[Data entries]
================
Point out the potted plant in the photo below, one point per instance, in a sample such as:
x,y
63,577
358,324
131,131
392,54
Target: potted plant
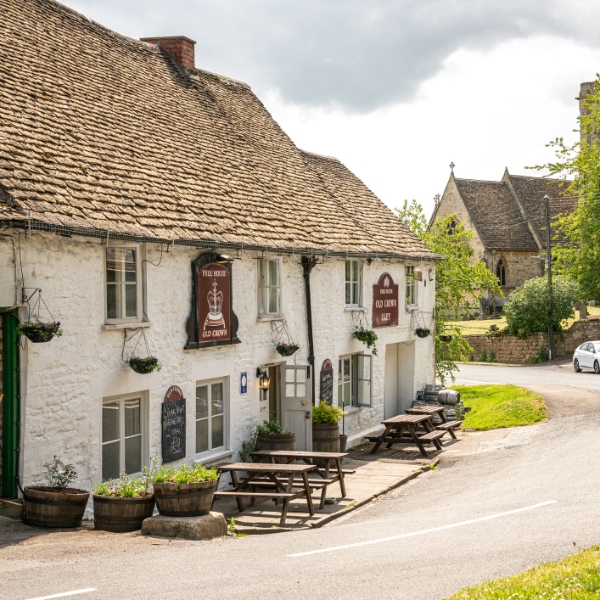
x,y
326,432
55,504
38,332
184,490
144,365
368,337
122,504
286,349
================
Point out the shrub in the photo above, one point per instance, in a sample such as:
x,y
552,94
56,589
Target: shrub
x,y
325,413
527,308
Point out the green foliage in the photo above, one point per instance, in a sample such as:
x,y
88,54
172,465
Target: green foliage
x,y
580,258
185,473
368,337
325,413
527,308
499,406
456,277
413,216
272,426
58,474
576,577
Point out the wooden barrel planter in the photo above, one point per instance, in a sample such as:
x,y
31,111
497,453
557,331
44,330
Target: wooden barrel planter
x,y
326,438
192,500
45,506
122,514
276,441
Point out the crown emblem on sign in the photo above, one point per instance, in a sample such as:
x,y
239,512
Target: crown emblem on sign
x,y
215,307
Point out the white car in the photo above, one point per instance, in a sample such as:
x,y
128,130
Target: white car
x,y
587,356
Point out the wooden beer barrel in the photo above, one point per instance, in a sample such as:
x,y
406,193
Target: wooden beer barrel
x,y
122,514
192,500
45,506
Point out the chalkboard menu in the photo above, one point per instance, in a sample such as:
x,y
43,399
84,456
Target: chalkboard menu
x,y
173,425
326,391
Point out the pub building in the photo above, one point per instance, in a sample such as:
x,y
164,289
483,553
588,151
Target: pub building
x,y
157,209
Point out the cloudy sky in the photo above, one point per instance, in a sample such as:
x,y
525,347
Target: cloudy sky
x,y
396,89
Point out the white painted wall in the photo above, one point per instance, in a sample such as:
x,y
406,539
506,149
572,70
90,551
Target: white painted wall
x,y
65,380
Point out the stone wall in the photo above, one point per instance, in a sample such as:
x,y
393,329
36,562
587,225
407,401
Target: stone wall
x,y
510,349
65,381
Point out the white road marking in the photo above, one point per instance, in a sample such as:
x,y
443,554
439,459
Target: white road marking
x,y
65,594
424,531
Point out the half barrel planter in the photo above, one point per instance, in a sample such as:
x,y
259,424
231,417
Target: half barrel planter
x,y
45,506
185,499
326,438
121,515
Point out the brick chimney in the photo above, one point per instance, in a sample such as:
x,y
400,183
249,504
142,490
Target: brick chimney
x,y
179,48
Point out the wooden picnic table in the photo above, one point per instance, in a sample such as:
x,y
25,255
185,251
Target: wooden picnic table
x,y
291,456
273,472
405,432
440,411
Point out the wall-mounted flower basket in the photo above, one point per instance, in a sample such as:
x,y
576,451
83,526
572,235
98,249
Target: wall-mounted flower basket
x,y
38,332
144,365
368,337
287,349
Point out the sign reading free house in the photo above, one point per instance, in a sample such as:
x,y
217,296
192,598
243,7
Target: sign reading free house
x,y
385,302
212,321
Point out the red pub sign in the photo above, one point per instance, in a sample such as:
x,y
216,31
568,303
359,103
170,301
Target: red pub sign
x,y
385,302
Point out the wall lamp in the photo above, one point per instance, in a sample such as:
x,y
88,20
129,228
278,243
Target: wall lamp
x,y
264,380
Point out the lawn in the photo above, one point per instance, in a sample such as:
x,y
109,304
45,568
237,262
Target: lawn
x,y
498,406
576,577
================
Show every line of the records above that contains the word "wooden".

• Reply
Point out the wooden barrel planter in the photo above, one point per instance, in a sample such as:
Target: wooden barrel planter
Point out the wooden beer barrel in the photo above, one point per instance, in a sample such as:
Target: wooden beer barrel
Point out the wooden picnic table in the photo above, one point per instance, in a sample such as:
Target: wooden picnic table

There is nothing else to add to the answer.